Written exercise a>
Answer these questions about the court opinion:
(i) Under what business name did Alfred Aslanian operate the shop named in the information?
(ii) What prison term did the court assess for the stealing offense?
(iii) Who appeared for the appellant?

### Selection

Case ID: sw2d_366/html/0374-01.html
Source: Caselaw Access Project
Author: {"author": "HOLLINGSWORTH, Judge.", "license": "Public Domain", "url": "https://static.case.law/"}
Date Created: 2024-08-24T03:29:51.129683

STATE of Missouri, Respondent, v. Joe Henry McBRIDE, Appellant.
    No. 49569.
    Supreme Court of Missouri, Division No. 1.
    April 8, 1963.
    
      William A. Richter, St. Louis, for appellant.
    Thomas F. Eagleton, Atty. Gen., James Wilson Spencer, Special Asst. Atty. Gen., Jefferson City, for respondent.
   HOLLINGSWORTH, Judge.

The information herein, after alleging two prior felony convictions of defendant under the habitual criminal act, in one count charged defendant with burglary in the second degree of and stealing from a shop of Alfred Aslanian, doing business as Aro Cleaners, situate at 2600 North Taylor Avenue, in the City of St. Louis. (See §§ 560.070 and 560.110 RSMo 1959, V.A.M.S., to which revision all statutory references herein are directed.) The jury returned a verdict finding “defendant guilty of Burglary in the second degree and Stealing as Charged.” The court, hearing evidence out of the presence of the jury, found that defendant had been priorly convicted of the felonies alleged and, upon return of the jury’s verdict, assessed his punishment at imprisonment in the State Penitentiary for a term of two years for the crime of burglary and two years for stealing, said sentences to run consecutively. Following hearing and overruling of defendant’s motion for new trial and proper allocution, judgment was rendered in accordance with the verdict and the term of imprisonment assessed by the court. He has appealed.

Among the errors assigned are the following: (a) the evidence does not show that the stealing was committed at the time of and in connection with commission of the burglary, but on the contrary shows that the burglary and stealing consisted of two separate and distinct felonies, which may not lawfully be joined and tried under one information; (b) the information did not describe the property which the State’s evidence tended to show that defendant stole and, therefore, does not warrant conviction of defendant of stealing the property shown by the State’s evidence; and (c) the court erred in failing to instruct the jury that it was required to find that defendant stole the property described in the information before it could convict him of stealing.

######
### Extracted data

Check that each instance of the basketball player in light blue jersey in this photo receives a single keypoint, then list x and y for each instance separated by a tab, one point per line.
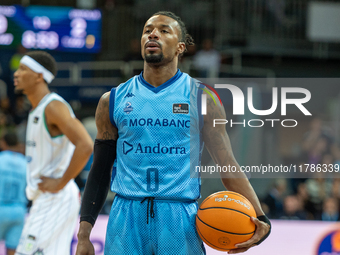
13	200
150	128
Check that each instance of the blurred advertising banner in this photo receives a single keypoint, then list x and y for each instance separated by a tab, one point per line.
287	237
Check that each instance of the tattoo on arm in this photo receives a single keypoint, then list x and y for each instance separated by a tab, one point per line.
106	131
216	138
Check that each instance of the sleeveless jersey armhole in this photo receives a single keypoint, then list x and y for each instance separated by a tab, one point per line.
112	106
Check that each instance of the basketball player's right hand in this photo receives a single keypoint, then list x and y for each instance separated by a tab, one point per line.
85	247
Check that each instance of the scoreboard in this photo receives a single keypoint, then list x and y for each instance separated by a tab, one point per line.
50	28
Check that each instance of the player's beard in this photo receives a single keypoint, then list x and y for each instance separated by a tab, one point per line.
154	58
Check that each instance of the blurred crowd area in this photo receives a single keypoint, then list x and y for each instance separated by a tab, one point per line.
314	198
276	42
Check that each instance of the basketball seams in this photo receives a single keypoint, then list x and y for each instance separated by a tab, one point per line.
201	209
223	230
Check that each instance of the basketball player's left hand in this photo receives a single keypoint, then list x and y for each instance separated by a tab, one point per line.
262	229
52	185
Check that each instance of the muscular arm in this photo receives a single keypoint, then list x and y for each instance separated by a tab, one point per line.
99	178
59	119
218	144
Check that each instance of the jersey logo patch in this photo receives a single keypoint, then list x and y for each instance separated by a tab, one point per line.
127	147
129	95
38	252
180	108
128	108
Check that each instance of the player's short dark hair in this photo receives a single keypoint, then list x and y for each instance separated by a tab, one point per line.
185	37
45	59
11	139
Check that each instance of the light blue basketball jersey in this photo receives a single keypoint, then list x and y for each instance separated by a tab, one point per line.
13	178
159	138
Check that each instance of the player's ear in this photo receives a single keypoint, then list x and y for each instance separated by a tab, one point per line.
180	48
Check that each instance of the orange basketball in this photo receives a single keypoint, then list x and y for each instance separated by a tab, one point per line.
223	220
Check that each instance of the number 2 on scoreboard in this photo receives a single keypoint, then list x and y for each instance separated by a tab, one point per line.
152	179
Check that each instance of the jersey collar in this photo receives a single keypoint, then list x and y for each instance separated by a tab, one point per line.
161	87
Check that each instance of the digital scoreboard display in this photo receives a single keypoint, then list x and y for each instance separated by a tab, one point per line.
50	28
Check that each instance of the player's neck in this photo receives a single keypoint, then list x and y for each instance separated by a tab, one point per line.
39	93
157	75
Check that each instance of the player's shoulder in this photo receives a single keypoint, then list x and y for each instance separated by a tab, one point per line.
127	83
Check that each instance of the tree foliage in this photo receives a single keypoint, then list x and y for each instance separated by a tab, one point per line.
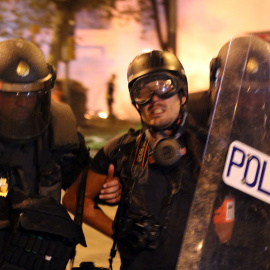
17	16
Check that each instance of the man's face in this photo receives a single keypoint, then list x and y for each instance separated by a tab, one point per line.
161	113
17	107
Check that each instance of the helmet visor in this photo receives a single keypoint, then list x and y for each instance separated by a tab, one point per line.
162	84
24	115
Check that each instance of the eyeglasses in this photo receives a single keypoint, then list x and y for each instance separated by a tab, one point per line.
164	85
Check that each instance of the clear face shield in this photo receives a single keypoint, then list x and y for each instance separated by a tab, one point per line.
162	84
25	114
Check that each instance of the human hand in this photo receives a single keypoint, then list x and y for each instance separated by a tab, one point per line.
112	188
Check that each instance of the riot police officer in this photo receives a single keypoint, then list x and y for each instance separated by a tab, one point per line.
40	153
157	165
237	237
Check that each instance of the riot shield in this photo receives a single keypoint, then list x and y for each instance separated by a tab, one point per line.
229	222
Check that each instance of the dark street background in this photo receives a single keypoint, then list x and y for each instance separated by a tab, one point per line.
97	132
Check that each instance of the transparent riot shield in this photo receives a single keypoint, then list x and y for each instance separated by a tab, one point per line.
229	222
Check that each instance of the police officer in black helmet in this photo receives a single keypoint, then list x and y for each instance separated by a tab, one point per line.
40	153
237	236
157	166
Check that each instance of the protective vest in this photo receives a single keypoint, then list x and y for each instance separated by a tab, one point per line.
34	167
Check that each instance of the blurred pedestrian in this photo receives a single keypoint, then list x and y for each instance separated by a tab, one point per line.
110	93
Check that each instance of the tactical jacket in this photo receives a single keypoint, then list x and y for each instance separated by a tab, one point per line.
155	200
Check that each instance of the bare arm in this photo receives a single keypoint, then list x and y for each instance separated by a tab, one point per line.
92	214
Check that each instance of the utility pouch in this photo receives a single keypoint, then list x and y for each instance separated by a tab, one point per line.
45	238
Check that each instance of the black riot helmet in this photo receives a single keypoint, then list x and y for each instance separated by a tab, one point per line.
246	60
152	65
25	83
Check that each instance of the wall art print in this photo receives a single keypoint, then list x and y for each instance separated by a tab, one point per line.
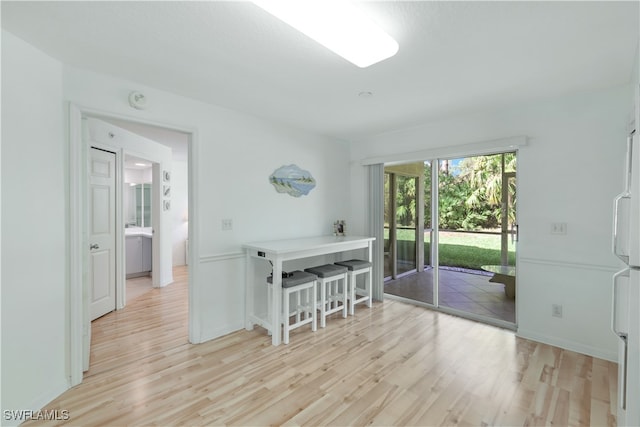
292	180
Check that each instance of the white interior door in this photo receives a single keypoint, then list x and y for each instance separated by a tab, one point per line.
102	232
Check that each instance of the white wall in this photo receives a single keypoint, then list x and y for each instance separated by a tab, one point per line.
34	273
569	172
235	154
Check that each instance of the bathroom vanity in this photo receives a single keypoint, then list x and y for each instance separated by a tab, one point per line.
138	251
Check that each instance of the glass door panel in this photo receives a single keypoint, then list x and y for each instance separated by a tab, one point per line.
475	213
406	229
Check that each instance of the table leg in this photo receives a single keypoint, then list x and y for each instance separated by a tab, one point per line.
249	291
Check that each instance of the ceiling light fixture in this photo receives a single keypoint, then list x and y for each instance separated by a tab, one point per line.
336	25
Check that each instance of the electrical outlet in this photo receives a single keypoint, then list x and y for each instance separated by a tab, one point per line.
556	310
559	228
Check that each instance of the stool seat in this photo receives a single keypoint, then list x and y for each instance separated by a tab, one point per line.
295	278
302	286
331	300
354	264
327	270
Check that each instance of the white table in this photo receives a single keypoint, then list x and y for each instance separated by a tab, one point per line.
277	252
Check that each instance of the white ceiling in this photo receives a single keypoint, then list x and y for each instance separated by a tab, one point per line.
455	57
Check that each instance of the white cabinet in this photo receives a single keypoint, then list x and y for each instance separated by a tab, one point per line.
138	254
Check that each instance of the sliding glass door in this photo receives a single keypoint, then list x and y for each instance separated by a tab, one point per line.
474	243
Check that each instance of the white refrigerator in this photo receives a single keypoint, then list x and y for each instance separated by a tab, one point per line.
625	317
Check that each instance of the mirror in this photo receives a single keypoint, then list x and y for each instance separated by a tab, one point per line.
137	204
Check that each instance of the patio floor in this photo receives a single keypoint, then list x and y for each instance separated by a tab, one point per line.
464	291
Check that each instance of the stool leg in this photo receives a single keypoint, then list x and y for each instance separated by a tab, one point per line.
352	293
314	312
345	291
367	286
323	303
269	290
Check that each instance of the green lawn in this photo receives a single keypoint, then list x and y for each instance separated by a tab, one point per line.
466	250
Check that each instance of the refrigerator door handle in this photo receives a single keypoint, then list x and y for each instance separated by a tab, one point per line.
622	368
614	300
620	243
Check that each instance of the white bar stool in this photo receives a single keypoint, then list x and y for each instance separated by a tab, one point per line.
331	300
305	311
358	295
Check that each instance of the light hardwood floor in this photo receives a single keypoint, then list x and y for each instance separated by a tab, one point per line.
394	364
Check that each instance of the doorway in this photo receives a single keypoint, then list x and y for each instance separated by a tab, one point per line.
469	237
79	314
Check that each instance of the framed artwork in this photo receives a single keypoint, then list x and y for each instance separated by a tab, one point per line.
292	180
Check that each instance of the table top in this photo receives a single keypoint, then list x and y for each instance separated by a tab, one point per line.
307	243
507	270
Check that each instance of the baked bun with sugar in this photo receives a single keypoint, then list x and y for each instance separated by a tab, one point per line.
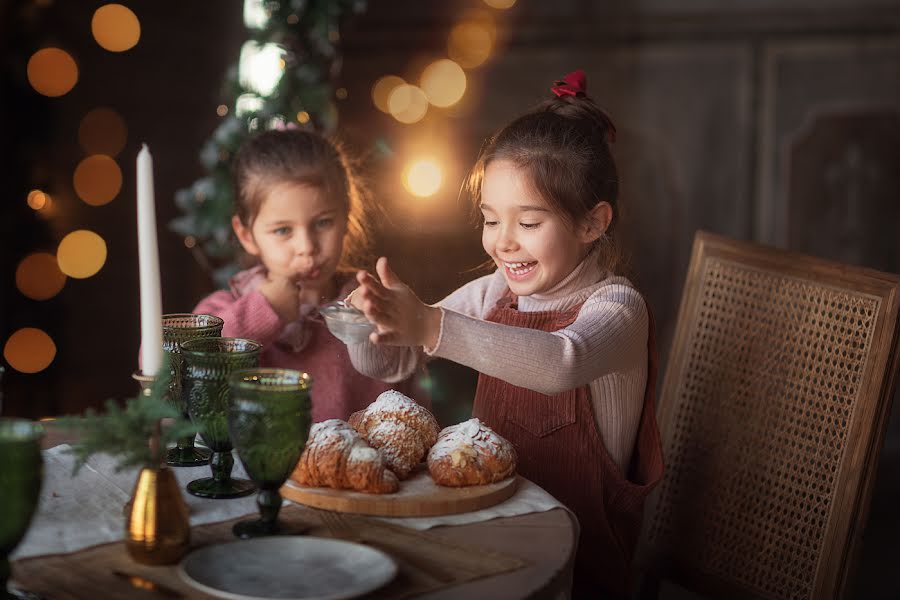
402	430
336	456
471	453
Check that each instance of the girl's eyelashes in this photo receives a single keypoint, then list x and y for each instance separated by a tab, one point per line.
527	226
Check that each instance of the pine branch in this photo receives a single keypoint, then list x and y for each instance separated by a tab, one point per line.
125	430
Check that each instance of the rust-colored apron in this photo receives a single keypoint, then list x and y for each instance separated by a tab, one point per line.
560	449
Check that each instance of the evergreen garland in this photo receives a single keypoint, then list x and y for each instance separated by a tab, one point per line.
308	32
127	432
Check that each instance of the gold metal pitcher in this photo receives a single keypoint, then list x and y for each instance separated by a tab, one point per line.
157	528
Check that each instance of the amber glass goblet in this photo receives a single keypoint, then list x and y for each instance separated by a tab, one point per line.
179	328
208	364
21	476
269	422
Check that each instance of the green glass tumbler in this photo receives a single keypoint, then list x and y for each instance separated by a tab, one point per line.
21	476
269	421
179	328
208	364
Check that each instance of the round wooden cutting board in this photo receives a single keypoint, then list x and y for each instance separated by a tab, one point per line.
419	496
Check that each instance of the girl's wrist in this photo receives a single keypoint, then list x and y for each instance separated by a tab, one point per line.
431	330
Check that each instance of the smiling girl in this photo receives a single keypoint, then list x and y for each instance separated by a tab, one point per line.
298	213
564	347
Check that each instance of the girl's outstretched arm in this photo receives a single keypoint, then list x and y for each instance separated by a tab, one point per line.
401	319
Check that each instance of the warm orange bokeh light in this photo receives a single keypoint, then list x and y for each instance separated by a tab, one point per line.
102	131
81	254
97	179
444	82
471	42
382	90
38	199
29	350
423	177
115	28
52	72
38	276
408	104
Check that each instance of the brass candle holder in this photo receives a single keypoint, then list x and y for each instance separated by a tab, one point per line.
157	524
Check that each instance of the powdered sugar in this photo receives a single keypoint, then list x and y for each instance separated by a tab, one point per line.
459	442
337	433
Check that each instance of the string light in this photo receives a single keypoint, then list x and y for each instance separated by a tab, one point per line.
423	177
444	82
115	28
52	72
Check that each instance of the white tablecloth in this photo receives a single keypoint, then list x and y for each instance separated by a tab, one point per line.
86	510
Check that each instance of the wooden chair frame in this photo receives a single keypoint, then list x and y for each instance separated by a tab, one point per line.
772	412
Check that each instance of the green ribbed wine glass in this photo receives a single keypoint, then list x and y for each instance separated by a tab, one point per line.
21	476
269	421
179	328
208	364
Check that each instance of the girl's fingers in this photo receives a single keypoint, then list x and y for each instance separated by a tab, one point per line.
388	278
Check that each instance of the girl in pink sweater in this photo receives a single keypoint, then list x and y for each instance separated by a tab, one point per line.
564	347
298	212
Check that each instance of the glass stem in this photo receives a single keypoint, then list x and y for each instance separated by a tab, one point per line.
221	464
5	572
269	502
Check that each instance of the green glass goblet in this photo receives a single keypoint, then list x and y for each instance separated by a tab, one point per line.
208	363
179	328
21	476
269	422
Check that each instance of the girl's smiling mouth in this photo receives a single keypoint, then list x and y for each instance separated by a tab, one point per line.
519	270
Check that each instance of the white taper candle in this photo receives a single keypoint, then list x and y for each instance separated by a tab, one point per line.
148	259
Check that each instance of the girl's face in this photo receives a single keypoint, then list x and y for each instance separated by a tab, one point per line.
533	246
298	234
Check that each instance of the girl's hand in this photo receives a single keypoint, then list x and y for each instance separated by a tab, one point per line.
283	294
401	319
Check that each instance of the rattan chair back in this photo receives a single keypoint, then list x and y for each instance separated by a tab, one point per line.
772	411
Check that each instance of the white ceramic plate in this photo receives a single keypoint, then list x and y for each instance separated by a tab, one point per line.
287	568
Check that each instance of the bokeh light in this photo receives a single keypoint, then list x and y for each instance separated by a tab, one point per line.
38	200
408	104
97	179
423	177
260	67
444	82
471	42
81	254
115	28
29	350
52	72
38	276
383	88
256	16
102	131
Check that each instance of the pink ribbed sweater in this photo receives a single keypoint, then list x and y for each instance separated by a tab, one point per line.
605	348
306	345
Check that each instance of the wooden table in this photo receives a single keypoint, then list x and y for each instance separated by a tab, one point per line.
545	540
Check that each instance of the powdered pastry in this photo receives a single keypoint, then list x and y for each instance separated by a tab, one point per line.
336	456
402	430
471	453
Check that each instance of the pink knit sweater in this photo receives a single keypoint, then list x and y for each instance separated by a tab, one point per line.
305	344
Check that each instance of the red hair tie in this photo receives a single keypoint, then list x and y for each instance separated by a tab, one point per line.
575	84
571	85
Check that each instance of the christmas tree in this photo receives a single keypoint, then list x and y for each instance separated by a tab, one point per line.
285	78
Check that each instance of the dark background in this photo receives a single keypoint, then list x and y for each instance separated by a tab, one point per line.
769	120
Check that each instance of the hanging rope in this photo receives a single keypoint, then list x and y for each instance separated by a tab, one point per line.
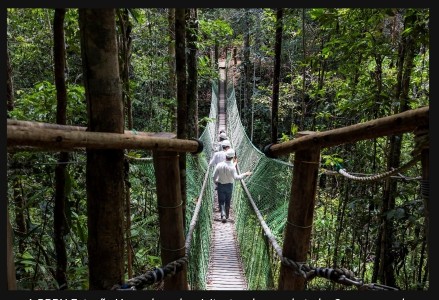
382	175
153	276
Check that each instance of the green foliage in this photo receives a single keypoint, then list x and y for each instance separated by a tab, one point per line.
39	104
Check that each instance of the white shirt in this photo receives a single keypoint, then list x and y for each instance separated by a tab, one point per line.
225	172
217	158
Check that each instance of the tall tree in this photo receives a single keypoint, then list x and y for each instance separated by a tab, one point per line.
124	43
59	220
247	65
10	268
105	169
192	90
407	52
125	53
276	75
9	84
172	88
182	119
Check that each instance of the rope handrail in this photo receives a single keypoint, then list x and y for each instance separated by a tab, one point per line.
194	219
153	276
338	275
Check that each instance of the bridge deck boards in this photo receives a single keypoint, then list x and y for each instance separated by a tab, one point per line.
225	267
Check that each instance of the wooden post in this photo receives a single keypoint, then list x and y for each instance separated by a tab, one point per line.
10	268
422	147
300	215
169	202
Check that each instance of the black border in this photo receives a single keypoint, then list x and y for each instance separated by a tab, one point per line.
211	295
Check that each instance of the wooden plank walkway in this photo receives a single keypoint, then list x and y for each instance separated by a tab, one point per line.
225	266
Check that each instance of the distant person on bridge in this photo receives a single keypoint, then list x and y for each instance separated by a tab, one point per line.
222	137
224	175
218	157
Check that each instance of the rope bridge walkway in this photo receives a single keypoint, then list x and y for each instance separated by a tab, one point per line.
245	252
225	268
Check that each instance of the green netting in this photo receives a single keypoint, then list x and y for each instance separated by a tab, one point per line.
269	187
196	168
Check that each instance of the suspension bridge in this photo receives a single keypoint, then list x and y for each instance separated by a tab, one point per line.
246	252
263	246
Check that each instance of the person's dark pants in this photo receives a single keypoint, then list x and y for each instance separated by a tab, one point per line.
224	198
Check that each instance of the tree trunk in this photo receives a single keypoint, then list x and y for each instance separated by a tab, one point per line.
277	58
245	116
182	119
59	221
9	84
125	53
171	64
406	57
192	92
304	104
104	171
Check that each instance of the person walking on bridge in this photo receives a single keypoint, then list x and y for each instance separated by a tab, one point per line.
219	157
224	175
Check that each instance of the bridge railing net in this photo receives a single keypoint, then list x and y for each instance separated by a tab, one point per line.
269	186
196	168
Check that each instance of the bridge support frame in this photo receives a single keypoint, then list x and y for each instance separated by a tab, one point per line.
300	215
170	209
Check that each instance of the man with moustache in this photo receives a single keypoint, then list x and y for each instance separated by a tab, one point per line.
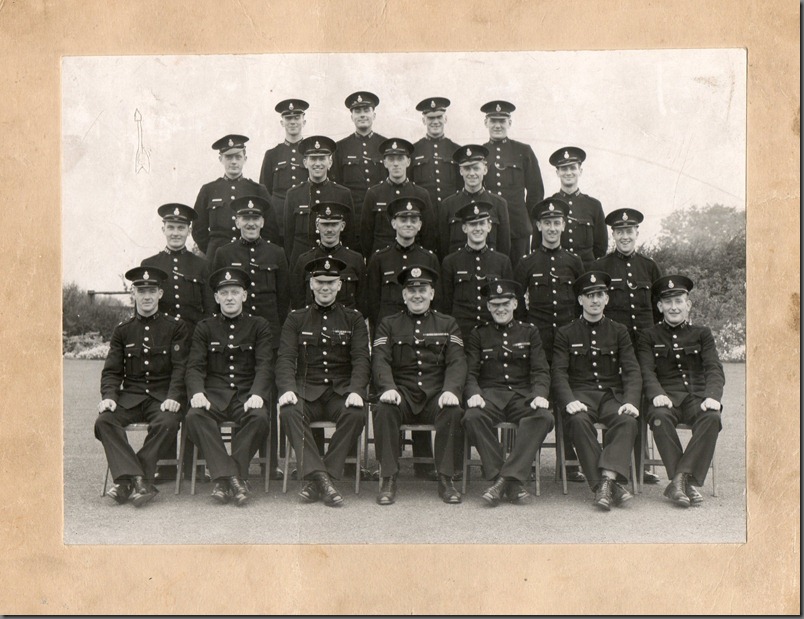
471	160
323	371
215	225
282	164
515	175
376	231
433	167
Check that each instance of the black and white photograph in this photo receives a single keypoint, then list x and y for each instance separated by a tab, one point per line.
405	298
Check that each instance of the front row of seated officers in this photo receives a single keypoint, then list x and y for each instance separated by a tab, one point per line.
422	372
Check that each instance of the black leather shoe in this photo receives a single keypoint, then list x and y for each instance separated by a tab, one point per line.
330	496
221	492
142	493
603	494
387	494
447	491
494	494
516	493
120	492
240	494
309	493
620	495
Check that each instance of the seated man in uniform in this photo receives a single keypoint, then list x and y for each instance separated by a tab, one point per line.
229	373
508	380
683	380
419	370
142	381
596	378
323	372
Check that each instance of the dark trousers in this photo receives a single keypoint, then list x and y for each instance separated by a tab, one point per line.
330	406
202	427
110	431
449	433
618	444
706	426
534	426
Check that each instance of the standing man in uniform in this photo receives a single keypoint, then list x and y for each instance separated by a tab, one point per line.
282	164
318	188
596	378
433	166
229	373
465	272
330	221
471	160
683	381
515	175
142	381
323	372
357	163
215	225
508	380
586	230
419	369
376	231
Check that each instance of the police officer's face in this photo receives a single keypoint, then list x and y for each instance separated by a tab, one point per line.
676	309
418	298
406	226
473	174
318	166
363	118
625	239
397	166
146	299
175	234
325	289
502	310
293	124
569	175
593	304
498	127
477	231
330	231
551	229
233	163
231	299
250	226
434	123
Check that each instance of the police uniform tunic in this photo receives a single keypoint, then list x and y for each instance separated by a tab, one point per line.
145	366
463	274
215	225
420	356
595	364
682	363
629	295
300	226
323	357
265	263
187	294
507	367
433	169
451	236
585	234
383	292
515	175
547	276
282	168
231	359
353	277
375	228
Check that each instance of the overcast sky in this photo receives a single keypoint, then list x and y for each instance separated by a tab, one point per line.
662	129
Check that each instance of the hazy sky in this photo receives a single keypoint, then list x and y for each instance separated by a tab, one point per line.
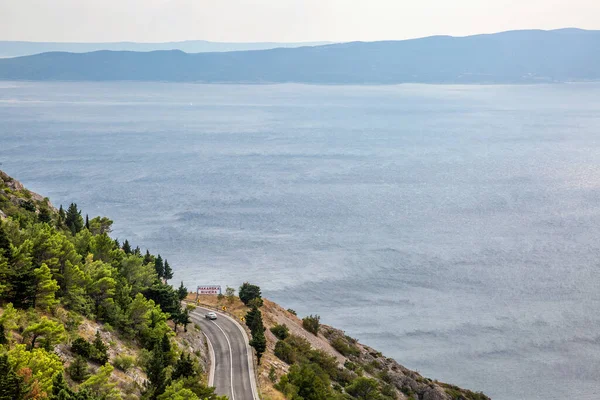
281	20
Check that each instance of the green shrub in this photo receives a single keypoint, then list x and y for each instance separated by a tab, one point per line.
280	331
344	348
248	292
311	323
78	370
124	363
272	374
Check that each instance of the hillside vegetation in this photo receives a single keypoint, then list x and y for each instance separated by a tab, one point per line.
84	316
302	359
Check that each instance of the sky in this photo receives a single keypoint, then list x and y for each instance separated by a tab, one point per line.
281	20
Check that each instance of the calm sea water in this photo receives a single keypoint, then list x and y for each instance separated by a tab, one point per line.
454	228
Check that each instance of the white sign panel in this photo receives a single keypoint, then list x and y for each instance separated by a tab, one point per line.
209	289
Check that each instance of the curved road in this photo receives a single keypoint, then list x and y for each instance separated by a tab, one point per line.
232	368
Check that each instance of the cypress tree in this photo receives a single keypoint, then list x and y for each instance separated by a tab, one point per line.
157	376
168	274
3	339
4	242
11	385
165	344
159	267
259	342
182	291
184	319
100	350
44	215
147	257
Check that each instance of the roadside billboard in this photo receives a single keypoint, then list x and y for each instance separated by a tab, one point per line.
209	289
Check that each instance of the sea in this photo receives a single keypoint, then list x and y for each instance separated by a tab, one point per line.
453	228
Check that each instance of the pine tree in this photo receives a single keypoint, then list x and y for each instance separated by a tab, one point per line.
126	247
254	320
159	267
73	219
168	274
44	216
184	367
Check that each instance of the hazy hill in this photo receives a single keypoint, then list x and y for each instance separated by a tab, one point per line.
18	49
508	57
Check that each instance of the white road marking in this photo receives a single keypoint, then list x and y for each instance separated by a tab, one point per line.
230	359
211	374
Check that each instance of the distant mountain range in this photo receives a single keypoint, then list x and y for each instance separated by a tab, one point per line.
508	57
19	49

######

Written exercise b> Return the lines of the entries word for word, starting at the line that contains "Check that each instance of the cypress" and ending with the final line of the entries.

Full solution a>
(i) Aro Cleaners
(ii) Two years in the State Penitentiary, to run consecutively with the two years for burglary
(iii) William A. Richter, of St. Louis

Full solution b>
Check that each instance of the cypress tree in this photo receives a single keypoint, then list x and y for each instance separated by a tab, one point per line.
157	376
168	274
3	339
4	242
11	385
165	344
159	267
259	342
182	291
184	319
100	350
44	215
147	257
Check that each instance of the roadside billboard in this photo receives a single keypoint, then list x and y for each instance separated by a tab, one point per line.
209	289
Check that each instance of the sea in this photo receives a single keypoint, then list x and y for each instance separated by a tab, one point per line.
453	228
Check that each instance of the pine tree in this photo receives a single keypoint, then list x and y for each instance separated by a tab, one point per line.
126	247
254	320
159	267
73	219
168	274
44	216
184	367
Check that each instance of the hazy hill in this photo receives a single keypoint, then list x and y for each instance separated by a tab, one point per line.
18	49
508	57
Check that each instance of the white road marking in this photo receives a single keypoint, then list x and y for each instance separated by a tab, one point per line.
230	359
211	374
Check that each instance of the distant mountain range in this photo receives a single keypoint, then list x and y for each instance separated by a tab, one point per line.
508	57
19	49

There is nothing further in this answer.